TASK PROMPT — Can you reproduce only the rows from the line with "One point rides on each instance of the girl's" up to and including the last line, requests included, scaling every point coordinate in the answers by 1.2 and rounding to whole numbers with halves going up? Leave the numbers in the requests, including their sample coordinates, unchanged.

GIVEN DATA —
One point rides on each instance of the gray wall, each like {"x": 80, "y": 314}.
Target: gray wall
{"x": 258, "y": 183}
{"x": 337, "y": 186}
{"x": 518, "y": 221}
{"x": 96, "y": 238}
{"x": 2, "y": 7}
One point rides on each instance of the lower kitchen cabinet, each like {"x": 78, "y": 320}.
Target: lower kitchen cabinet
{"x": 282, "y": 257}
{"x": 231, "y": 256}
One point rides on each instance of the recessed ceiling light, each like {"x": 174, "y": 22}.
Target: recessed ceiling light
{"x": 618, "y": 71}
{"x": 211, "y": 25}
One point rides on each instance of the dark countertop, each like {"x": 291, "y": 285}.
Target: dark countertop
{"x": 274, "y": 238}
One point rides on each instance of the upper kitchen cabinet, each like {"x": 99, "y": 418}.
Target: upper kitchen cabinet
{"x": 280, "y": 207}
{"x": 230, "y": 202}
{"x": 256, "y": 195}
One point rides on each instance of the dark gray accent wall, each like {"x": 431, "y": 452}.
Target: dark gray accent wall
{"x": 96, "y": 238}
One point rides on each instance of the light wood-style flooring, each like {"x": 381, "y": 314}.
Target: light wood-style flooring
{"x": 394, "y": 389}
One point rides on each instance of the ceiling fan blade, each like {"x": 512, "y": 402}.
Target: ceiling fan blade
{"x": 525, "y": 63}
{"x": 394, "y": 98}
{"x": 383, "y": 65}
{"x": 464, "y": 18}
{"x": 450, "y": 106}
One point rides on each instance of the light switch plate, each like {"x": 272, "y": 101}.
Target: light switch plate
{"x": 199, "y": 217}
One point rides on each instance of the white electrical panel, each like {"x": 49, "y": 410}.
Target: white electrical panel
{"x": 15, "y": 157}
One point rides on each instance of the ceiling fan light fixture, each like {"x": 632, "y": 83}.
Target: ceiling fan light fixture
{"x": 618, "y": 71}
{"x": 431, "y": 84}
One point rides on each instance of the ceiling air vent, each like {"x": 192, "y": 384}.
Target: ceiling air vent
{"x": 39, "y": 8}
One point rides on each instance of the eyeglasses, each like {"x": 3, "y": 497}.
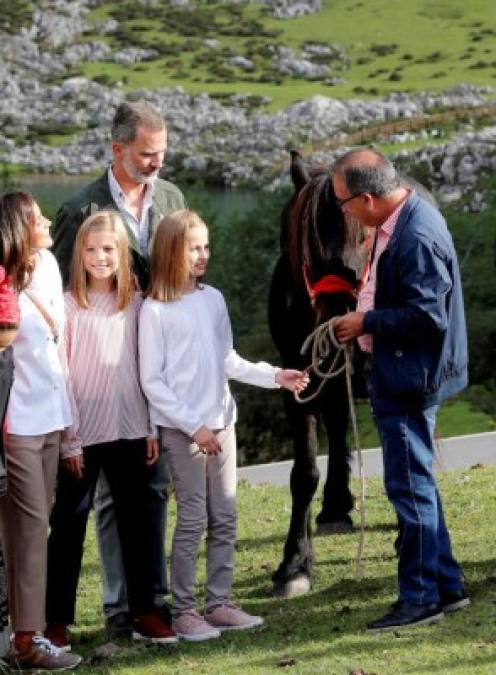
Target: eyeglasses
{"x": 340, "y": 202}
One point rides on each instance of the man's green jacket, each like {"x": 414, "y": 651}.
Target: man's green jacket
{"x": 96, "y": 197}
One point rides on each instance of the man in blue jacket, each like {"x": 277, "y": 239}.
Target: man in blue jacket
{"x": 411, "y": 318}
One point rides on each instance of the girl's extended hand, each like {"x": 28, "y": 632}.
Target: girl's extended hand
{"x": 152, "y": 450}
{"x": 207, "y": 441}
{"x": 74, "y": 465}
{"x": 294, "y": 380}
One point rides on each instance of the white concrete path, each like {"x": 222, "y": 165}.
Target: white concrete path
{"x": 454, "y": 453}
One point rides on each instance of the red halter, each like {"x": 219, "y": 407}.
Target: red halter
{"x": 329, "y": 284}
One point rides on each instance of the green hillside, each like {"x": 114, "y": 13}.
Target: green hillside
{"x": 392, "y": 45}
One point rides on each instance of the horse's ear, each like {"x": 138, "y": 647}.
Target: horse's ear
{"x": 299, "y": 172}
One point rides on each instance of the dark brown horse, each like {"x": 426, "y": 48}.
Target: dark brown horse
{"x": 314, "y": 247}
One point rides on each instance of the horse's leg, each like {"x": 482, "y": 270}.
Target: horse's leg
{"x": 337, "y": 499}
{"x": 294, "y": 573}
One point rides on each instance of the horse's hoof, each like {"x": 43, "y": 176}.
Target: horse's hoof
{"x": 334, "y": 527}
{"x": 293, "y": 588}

OUTPUT OF THE EXERCISE —
One point rides on each instance of the girl's extended hand, each like {"x": 28, "y": 632}.
Target: girl's extended hand
{"x": 182, "y": 540}
{"x": 248, "y": 529}
{"x": 89, "y": 558}
{"x": 353, "y": 456}
One point rides on each instance of the white concrete path, each like {"x": 222, "y": 165}.
Target: white concrete path
{"x": 545, "y": 544}
One point rides on each instance of the red halter, each like {"x": 219, "y": 407}.
Target: red halter
{"x": 395, "y": 341}
One point rides on each instance of the green hillside, each like {"x": 114, "y": 13}.
Target: green hillside
{"x": 470, "y": 54}
One point rides on each instance of the horse's ear, each like {"x": 138, "y": 647}.
Target: horse's ear
{"x": 359, "y": 206}
One point rides on each instance of the dark brown horse, each like {"x": 426, "y": 48}.
Target: dark brown horse
{"x": 377, "y": 296}
One point rides on each instance of the horse's leg, each like {"x": 482, "y": 270}.
Target: horse's leg
{"x": 404, "y": 599}
{"x": 353, "y": 688}
One point rides on each instance of the horse's hoof, each like {"x": 43, "y": 176}.
Target: horse's hoof
{"x": 401, "y": 632}
{"x": 352, "y": 706}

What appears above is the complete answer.